* What the task asks
All lines with the word "order" must be pulled from the entries below.

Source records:

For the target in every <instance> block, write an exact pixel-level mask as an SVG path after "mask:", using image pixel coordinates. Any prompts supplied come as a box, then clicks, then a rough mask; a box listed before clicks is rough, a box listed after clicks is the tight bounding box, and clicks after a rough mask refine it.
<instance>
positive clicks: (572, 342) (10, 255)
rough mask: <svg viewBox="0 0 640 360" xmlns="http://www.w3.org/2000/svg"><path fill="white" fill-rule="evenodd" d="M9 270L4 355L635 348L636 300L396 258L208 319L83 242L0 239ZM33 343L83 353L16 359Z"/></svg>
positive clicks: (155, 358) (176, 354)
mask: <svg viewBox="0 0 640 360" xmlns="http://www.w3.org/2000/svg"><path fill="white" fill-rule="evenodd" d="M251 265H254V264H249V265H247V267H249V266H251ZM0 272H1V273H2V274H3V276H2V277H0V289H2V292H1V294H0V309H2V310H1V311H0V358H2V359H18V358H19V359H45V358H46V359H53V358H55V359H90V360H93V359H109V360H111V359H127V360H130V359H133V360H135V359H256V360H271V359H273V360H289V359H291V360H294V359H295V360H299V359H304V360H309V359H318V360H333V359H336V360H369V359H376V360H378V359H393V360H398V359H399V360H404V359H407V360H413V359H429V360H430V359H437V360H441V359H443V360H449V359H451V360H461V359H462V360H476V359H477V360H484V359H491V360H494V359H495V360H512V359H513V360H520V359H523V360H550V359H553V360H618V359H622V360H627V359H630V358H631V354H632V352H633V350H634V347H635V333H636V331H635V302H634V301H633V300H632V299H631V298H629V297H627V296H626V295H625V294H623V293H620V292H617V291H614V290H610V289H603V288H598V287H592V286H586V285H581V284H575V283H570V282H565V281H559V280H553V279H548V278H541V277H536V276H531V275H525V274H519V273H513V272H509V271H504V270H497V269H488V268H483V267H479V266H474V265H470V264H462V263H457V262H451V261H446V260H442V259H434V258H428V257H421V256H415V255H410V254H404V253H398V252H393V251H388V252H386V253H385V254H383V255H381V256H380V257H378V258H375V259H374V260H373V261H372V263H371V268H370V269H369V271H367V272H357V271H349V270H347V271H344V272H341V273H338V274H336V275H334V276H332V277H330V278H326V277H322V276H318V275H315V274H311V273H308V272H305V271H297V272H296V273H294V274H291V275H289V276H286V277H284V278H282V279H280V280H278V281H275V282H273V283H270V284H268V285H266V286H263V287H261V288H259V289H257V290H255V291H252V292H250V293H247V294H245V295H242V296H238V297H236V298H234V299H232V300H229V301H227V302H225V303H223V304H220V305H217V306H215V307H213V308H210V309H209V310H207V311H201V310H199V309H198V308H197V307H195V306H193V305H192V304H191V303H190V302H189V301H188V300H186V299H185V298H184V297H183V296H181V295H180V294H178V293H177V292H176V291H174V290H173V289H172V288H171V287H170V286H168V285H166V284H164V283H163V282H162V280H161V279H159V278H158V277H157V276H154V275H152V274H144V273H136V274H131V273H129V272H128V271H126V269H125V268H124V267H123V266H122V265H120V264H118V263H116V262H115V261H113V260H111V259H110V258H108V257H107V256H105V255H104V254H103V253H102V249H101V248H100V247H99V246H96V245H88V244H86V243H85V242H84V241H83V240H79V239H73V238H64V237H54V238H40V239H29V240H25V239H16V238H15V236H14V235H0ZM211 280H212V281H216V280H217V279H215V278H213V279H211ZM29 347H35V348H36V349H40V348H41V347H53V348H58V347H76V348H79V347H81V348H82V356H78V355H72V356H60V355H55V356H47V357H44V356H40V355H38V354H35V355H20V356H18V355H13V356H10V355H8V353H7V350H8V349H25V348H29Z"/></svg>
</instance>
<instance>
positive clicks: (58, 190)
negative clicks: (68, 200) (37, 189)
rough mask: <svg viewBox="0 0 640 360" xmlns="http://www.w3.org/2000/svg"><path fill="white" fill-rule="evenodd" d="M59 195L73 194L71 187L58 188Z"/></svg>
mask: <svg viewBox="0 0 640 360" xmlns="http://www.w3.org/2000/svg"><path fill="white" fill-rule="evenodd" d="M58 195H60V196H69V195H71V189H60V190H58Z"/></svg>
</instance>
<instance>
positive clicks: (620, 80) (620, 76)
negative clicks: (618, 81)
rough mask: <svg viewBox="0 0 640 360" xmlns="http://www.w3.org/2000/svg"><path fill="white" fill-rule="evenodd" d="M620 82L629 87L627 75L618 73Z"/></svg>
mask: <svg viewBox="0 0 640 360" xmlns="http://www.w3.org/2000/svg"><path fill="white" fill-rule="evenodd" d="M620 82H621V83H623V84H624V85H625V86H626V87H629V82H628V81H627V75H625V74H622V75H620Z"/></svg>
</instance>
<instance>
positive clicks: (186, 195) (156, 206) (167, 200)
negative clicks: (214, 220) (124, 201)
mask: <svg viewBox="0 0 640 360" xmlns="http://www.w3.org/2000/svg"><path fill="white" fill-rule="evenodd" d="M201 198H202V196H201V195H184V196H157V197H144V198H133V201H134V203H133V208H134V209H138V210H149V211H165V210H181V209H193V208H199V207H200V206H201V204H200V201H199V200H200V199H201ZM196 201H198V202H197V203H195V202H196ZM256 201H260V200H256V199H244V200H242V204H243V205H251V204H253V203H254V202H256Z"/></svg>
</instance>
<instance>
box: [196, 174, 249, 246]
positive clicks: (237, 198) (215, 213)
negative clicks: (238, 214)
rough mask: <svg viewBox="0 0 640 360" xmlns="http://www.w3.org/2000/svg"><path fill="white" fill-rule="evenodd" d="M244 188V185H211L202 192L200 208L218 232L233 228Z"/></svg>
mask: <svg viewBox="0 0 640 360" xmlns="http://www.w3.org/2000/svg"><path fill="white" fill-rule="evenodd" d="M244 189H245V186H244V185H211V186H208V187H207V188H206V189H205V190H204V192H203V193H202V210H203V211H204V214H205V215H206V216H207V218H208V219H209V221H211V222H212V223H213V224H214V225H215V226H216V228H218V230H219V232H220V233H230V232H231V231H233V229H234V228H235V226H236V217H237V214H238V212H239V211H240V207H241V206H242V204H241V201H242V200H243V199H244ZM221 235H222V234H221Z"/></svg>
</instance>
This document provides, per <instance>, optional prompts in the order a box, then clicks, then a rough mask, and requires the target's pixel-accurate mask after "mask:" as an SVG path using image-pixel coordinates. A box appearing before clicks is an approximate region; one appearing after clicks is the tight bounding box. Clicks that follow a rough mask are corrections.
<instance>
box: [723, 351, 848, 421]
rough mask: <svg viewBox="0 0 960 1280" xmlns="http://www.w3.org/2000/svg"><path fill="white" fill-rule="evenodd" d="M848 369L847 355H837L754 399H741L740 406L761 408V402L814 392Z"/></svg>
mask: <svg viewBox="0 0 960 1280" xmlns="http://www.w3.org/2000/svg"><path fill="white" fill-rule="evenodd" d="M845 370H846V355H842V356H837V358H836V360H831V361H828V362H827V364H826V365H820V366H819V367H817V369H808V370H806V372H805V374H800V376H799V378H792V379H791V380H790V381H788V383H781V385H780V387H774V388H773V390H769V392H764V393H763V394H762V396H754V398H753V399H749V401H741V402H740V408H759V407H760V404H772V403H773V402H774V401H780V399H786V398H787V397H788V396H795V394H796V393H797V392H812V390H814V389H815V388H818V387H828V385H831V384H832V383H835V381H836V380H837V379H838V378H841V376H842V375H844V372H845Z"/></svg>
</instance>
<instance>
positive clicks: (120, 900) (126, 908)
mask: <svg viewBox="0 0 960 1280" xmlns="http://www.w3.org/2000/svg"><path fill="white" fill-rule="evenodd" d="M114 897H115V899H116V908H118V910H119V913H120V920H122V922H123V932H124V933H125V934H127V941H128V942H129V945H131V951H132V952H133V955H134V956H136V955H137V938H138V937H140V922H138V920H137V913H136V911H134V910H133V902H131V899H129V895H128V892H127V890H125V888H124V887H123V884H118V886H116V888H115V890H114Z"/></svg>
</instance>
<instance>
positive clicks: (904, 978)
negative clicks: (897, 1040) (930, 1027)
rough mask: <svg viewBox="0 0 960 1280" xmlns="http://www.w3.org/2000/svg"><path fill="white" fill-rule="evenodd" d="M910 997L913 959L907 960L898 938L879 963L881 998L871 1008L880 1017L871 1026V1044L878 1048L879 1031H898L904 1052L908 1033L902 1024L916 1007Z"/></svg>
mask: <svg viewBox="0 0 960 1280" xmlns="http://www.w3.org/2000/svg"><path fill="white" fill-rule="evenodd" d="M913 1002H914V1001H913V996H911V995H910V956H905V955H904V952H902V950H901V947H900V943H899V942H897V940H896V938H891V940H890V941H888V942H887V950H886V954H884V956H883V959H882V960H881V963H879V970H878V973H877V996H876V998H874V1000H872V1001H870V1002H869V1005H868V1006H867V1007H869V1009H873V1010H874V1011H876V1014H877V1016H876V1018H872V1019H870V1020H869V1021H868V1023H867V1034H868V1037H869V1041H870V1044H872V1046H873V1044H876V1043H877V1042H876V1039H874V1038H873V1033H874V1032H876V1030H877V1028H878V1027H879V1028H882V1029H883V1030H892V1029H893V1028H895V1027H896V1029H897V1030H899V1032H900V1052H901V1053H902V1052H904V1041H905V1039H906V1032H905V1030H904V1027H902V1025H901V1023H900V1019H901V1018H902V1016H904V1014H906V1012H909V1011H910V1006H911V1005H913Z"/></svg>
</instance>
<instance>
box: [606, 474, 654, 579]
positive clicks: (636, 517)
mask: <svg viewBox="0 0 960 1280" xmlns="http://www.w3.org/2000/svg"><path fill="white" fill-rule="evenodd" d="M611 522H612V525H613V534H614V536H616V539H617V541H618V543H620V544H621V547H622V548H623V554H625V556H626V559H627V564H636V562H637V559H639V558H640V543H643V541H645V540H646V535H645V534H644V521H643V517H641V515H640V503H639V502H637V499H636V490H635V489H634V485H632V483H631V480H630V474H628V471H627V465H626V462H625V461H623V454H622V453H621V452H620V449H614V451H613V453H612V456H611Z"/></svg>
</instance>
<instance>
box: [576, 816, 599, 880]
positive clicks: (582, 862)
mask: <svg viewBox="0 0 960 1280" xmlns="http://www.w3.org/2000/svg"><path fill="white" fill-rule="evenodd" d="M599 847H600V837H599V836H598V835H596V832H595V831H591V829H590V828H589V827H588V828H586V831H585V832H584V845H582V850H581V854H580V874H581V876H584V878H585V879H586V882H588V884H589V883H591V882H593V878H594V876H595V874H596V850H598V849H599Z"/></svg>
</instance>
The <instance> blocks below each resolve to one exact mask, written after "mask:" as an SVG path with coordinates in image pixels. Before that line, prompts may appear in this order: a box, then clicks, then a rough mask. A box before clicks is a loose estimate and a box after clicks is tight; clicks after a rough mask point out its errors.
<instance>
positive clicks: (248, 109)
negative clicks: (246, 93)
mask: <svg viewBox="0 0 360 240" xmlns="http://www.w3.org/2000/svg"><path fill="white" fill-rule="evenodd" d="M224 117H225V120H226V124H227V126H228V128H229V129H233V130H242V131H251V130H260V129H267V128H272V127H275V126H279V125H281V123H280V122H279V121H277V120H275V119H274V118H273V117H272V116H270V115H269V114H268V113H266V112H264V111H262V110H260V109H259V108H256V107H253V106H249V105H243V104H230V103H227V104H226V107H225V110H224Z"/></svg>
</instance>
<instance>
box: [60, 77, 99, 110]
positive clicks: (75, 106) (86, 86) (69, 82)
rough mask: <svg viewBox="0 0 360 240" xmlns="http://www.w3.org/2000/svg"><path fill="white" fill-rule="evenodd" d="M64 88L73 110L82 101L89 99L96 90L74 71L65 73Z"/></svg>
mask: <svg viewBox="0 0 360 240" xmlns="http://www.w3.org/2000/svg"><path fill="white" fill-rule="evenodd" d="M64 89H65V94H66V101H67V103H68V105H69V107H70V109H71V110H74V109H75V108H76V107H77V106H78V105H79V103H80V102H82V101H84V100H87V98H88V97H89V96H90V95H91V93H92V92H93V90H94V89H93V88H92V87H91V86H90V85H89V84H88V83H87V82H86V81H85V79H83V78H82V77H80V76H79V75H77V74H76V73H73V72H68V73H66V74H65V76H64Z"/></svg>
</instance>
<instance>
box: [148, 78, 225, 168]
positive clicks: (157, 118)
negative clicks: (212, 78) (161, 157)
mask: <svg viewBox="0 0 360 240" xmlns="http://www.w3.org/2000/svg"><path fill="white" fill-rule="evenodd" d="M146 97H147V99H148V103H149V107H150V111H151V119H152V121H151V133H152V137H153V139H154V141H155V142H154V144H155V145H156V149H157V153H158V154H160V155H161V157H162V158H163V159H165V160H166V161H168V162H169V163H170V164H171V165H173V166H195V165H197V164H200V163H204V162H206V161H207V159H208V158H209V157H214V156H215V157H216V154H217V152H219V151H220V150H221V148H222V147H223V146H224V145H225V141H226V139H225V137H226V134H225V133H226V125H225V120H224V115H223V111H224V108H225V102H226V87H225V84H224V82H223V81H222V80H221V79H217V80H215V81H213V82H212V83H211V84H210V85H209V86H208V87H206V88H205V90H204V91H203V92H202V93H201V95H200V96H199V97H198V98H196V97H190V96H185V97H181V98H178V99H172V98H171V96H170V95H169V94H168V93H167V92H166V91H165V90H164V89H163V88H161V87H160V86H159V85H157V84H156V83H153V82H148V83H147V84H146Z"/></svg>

* Expected answer
This document provides, per <instance>, optional prompts in the order a box, then clicks, then a rough mask, and requires the target's pixel-accurate mask after "mask:" as an SVG path using image-pixel coordinates. A box appearing before clicks is an approximate region; one appearing after clicks is the tight bounding box. Clicks that follow a rough mask are corrections.
The <instance> blocks below each resolve to one exact mask, written after "mask:" as an SVG path with coordinates in image pixels. Before that line, prompts may appear in this order: a box, then clicks, then a rough mask. A box before clicks is a loose estimate and a box after clicks is tight; clicks after a rough mask point out its errors.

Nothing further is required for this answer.